TASK TO CARRY OUT — Copy each of the following items word for word.
·····
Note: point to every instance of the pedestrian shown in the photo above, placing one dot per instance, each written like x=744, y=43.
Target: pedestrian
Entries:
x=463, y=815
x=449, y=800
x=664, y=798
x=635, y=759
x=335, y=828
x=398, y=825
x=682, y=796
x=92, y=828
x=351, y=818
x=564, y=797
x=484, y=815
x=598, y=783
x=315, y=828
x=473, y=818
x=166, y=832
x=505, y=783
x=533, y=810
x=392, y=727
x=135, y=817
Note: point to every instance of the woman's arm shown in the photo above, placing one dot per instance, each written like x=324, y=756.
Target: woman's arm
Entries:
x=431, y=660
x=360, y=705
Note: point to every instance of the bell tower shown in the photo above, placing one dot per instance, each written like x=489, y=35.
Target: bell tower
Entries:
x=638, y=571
·····
EXERCISE OUTPUT —
Note: point to every instance of the pedestrian shown in the photo above, placing one dot per instance, each written like x=744, y=43.
Target: pedestrian
Entries:
x=463, y=815
x=449, y=800
x=664, y=798
x=635, y=759
x=335, y=828
x=398, y=825
x=682, y=796
x=92, y=828
x=351, y=818
x=564, y=797
x=484, y=815
x=598, y=783
x=315, y=828
x=473, y=818
x=166, y=832
x=505, y=783
x=533, y=810
x=392, y=727
x=135, y=817
Note: point to every instance of the woman's arm shown in the photo above, placing one dot per instance, each written like x=324, y=756.
Target: woman's arm
Entries:
x=431, y=660
x=360, y=705
Note: point to every instance of the bell tower shown in the photo above, placing one dot per instance, each written like x=489, y=35.
Target: bell tower
Entries:
x=638, y=571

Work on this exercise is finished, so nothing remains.